Job a: Offset these records by -56, starting with the line containing "For the dataset, tag each instance of the short" and going on through the end of the records. Reproduce every line, requests included, and add -56 to each coordinate in the answer point lists.

How to get function definition/signature as a string in Clang?

How can I get a function's signature (or at least the entire definition?) as a string using Clang/Libclang, assuming I have its CXCursor or so?
I think that the definition may be somehow obtainable by using the cursor's extents, but I don't really know how (what function to use).
You can use this simple code to get prototype of a function ( name, return type, count of arguments and arguments[name,data type]).
string Convert(const CXString& s)
{
string result = clang_getCString(s);
clang_disposeString(s);
return result;
}
void print_function_prototype(CXCursor cursor)
{
// TODO : Print data!
auto type = clang_getCursorType(cursor);
auto function_name = Convert(clang_getCursorSpelling(cursor));
auto return_type = Convert(clang_getTypeSpelling(clang_getResultType(type)));
int num_args = clang_Cursor_getNumArguments(cursor);
for (int i = 0; i < num_args; ++i)
{
auto arg_cursor = clang_Cursor_getArgument(cursor, i);
auto arg_name = Convert(clang_getCursorSpelling(arg_cursor));
if (arg_name.empty())
{
arg_name = "no name!";
}
auto arg_data_type = Convert(clang_getTypeSpelling(clang_getArgType(type, i)));
}
}
CXChildVisitResult functionVisitor(CXCursor cursor, CXCursor /* parent */, CXClientData /* clientData */)

Source data:
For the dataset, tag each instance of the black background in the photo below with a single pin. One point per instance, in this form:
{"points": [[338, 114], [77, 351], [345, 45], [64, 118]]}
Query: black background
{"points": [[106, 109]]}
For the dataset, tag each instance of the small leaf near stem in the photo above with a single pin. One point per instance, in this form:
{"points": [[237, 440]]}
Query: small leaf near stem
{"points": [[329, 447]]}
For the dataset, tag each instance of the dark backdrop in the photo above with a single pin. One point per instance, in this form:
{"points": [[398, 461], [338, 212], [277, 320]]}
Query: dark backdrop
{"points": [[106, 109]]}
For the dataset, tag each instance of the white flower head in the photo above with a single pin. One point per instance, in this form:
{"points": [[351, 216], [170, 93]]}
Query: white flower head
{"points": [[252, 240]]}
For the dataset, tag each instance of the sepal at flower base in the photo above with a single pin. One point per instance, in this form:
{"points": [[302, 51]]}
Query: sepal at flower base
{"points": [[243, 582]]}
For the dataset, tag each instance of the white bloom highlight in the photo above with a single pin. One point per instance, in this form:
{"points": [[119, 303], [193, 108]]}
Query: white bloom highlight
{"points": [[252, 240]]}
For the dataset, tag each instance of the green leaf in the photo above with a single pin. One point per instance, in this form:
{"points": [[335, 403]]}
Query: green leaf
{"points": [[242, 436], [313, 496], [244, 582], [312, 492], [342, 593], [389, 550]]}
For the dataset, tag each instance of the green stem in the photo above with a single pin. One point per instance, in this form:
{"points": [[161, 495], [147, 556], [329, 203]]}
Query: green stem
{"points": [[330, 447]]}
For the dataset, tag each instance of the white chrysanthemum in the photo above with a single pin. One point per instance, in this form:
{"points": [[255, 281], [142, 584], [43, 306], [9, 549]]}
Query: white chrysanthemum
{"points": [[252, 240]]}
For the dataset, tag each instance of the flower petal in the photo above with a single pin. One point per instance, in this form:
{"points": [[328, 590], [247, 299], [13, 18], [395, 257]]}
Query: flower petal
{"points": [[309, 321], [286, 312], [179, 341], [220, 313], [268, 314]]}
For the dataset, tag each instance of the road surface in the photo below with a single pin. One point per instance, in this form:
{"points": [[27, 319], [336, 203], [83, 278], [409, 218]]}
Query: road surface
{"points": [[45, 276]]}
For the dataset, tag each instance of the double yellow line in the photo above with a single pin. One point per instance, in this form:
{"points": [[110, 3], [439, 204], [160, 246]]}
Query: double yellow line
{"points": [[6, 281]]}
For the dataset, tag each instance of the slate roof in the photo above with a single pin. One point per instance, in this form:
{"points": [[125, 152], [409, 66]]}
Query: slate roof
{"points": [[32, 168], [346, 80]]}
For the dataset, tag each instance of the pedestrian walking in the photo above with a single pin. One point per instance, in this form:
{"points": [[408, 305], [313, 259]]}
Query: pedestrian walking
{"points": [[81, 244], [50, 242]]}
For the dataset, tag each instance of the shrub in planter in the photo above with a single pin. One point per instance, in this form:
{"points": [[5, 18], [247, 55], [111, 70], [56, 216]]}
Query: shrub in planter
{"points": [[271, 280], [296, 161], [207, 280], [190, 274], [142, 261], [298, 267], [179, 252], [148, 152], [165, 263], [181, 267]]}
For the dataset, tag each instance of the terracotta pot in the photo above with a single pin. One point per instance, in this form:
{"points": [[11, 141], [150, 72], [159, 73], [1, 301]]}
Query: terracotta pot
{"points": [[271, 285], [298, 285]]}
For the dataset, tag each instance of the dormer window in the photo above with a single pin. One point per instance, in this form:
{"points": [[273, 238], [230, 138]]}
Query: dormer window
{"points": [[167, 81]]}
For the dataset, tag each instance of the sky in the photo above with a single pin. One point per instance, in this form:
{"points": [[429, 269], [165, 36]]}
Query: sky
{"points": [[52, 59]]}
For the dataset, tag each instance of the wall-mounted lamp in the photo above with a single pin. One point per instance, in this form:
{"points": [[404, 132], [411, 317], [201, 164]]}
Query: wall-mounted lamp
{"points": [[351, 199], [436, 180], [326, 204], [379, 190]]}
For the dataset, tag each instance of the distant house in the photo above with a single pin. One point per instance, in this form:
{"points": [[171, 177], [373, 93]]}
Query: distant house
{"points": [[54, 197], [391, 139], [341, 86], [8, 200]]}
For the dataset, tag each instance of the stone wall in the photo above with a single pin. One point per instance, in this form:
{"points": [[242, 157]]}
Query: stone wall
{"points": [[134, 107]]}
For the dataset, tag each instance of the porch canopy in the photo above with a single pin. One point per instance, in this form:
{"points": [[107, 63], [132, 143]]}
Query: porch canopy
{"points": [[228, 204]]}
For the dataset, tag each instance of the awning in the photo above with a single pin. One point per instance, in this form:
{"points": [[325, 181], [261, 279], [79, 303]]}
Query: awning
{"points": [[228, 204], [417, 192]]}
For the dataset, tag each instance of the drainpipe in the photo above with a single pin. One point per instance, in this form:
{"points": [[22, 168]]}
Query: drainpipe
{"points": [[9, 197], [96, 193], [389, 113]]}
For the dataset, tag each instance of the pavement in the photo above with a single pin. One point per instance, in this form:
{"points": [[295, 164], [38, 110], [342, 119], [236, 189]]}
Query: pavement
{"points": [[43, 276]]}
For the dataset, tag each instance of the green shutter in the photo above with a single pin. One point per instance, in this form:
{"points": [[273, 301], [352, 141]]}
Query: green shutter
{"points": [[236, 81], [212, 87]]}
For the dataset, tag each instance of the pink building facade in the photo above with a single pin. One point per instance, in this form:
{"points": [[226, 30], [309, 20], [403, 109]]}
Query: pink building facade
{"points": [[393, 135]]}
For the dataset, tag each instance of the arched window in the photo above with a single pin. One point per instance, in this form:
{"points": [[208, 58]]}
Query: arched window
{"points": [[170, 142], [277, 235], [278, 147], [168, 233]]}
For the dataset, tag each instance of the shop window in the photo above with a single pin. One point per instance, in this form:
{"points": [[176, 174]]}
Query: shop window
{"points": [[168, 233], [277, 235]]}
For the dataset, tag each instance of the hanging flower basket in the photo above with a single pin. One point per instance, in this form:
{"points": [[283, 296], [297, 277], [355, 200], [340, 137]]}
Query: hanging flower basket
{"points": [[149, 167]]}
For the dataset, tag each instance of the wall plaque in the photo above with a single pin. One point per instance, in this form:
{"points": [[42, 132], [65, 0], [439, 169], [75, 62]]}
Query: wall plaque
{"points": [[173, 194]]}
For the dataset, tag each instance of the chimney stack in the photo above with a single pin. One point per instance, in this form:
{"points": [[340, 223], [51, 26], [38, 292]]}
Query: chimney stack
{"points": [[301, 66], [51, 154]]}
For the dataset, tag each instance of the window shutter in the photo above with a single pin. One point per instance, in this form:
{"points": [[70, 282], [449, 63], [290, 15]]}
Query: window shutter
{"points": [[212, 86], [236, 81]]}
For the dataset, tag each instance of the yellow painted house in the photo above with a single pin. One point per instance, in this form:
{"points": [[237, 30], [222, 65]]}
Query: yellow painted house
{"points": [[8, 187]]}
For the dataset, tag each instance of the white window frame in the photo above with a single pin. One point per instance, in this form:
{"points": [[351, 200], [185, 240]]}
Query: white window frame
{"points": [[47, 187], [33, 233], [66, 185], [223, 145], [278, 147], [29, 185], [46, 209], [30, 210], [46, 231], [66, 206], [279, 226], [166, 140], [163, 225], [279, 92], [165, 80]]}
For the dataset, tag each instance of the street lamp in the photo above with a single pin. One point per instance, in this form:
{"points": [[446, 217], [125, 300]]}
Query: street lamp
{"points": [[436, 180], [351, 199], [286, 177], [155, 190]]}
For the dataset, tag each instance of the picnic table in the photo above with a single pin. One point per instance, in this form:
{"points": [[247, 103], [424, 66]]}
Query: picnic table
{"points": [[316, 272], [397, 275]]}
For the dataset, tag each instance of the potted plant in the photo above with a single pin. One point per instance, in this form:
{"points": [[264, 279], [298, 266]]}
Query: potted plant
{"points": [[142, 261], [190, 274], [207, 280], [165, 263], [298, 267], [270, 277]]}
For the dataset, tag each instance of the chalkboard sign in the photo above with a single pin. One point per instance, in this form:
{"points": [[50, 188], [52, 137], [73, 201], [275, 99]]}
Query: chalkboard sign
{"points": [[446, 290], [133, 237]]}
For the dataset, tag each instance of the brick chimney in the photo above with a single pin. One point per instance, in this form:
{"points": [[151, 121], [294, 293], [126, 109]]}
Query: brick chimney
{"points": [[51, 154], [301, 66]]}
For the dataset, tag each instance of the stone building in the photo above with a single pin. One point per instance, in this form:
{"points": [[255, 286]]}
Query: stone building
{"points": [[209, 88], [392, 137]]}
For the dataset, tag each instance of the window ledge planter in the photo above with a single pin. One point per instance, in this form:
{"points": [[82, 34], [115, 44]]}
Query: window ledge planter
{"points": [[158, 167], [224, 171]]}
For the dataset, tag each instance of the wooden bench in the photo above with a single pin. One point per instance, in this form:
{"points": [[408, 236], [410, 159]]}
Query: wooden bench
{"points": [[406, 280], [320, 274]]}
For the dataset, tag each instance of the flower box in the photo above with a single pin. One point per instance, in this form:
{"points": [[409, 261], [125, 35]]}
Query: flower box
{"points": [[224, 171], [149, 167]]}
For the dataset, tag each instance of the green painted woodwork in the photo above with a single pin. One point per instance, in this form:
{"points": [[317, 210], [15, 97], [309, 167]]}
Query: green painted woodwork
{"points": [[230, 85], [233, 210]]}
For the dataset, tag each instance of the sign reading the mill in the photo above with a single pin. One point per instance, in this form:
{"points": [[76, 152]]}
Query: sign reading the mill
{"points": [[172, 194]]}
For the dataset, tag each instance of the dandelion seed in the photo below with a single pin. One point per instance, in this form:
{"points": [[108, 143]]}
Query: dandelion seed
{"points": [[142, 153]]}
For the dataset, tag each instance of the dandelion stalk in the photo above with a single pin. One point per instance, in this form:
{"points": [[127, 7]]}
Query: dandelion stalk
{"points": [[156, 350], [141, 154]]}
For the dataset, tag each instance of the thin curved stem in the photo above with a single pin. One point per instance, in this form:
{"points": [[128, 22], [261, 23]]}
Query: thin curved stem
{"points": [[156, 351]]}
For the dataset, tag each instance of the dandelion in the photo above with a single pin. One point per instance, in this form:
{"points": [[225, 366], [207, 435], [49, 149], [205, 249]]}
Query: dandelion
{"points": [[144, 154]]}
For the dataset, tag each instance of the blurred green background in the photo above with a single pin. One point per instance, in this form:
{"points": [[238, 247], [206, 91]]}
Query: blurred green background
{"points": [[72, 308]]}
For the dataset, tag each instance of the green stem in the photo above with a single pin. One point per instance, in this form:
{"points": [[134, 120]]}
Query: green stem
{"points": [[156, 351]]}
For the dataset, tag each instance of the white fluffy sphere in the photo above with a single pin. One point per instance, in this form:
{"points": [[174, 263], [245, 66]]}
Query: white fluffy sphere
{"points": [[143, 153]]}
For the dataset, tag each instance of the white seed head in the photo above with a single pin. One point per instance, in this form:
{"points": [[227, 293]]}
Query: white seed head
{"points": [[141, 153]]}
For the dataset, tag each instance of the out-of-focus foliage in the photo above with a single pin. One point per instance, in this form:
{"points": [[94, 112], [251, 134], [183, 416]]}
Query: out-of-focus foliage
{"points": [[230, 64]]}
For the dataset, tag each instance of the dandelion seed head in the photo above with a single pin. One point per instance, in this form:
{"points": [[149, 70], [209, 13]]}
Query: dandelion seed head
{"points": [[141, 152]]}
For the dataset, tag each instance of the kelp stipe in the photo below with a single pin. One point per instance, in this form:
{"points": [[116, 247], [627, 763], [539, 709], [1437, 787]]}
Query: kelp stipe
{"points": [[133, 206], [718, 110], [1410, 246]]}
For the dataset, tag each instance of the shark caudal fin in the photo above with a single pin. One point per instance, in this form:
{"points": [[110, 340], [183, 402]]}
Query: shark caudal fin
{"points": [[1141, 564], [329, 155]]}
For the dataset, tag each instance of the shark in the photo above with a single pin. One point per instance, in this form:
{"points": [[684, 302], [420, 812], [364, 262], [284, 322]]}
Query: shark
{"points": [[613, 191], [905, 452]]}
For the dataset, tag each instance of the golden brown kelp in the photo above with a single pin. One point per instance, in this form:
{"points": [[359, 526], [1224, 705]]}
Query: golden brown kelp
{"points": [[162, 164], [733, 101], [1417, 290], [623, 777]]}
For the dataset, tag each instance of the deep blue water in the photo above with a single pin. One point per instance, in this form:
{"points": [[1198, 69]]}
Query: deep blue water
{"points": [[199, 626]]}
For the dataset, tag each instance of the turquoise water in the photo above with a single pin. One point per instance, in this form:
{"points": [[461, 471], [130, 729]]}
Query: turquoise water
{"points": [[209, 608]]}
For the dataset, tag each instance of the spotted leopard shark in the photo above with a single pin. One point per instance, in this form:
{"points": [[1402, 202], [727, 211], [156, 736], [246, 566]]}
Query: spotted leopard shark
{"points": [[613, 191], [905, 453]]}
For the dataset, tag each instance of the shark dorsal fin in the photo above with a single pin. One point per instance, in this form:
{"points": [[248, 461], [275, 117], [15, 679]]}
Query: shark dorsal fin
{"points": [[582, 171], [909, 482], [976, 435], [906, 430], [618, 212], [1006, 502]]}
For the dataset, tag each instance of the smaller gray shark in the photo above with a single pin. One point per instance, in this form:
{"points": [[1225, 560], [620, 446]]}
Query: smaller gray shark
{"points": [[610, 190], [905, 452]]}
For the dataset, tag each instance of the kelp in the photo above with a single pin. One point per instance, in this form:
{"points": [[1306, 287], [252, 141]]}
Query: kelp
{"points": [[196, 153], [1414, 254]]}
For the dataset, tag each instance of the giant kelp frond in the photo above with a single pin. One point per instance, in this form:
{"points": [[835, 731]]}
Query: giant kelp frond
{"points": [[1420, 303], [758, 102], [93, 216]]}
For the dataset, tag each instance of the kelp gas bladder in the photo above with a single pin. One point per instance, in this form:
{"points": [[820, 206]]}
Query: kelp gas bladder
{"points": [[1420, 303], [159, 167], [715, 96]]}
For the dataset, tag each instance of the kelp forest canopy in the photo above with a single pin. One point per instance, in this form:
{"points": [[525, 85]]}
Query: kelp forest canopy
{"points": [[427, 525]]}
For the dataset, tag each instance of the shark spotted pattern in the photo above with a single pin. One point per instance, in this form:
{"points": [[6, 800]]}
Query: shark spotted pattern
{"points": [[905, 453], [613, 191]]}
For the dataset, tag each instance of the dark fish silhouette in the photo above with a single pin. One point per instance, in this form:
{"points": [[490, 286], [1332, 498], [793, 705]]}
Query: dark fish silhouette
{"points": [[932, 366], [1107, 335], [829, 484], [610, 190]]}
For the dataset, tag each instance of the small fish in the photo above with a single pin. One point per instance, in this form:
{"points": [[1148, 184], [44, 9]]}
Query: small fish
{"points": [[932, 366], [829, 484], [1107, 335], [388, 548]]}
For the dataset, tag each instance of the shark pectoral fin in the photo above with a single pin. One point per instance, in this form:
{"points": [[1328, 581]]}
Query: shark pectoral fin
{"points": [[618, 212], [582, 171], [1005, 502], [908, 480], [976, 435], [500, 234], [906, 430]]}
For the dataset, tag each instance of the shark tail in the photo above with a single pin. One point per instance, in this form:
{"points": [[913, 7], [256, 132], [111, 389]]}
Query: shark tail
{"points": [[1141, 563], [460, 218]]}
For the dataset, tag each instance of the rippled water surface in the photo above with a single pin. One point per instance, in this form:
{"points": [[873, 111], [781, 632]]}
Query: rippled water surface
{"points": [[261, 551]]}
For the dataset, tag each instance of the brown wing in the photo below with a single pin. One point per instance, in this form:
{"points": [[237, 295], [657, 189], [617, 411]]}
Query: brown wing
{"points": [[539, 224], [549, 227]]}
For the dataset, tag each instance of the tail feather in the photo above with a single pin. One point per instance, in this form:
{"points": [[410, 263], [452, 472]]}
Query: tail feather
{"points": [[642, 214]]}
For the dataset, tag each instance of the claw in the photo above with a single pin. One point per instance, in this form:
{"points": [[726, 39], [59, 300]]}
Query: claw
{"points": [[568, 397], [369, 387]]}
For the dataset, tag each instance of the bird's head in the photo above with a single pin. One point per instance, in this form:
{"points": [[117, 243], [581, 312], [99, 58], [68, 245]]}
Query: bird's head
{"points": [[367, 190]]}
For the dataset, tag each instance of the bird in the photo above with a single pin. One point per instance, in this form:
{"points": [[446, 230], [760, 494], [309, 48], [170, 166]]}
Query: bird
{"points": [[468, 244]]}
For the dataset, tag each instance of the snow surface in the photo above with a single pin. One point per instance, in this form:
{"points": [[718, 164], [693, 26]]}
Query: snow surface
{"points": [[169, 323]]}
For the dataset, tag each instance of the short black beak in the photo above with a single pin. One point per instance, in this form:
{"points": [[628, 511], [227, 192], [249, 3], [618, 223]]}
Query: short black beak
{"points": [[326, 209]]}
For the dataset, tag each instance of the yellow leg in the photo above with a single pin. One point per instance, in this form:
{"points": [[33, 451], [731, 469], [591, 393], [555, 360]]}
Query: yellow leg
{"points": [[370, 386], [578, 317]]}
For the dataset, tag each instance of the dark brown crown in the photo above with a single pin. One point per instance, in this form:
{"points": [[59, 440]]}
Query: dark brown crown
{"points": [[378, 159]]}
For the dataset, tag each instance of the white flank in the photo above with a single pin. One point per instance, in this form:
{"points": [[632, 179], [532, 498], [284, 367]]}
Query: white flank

Job b: In the Clang function signature text, what value is assigned to arg_name when the argument's name is empty?

Exercise solution a:
For the dataset, tag each instance of the short black beak in the photo above with a single pin. One point per instance, in this form:
{"points": [[628, 511], [227, 192], [249, 3], [618, 223]]}
Query: short black beak
{"points": [[270, 153]]}
For the dataset, tag each instance of the yellow leg in the photo above with a single pin. One point per instance, in this form:
{"points": [[33, 451], [731, 469], [591, 393], [555, 360]]}
Query: yellow leg
{"points": [[314, 330], [522, 261]]}
For the dataset, tag each instance of the dark brown crown in the photo above with a single pin. One point per instance, in this form:
{"points": [[59, 440]]}
Query: dark brown crown
{"points": [[322, 103]]}
For the dataset, tag each instance of the white flank in the photo above with a single pin. One point per instance, in this form:
{"points": [[632, 179], [532, 498], [284, 367]]}
Query: white flank

Exercise solution b: "no name!"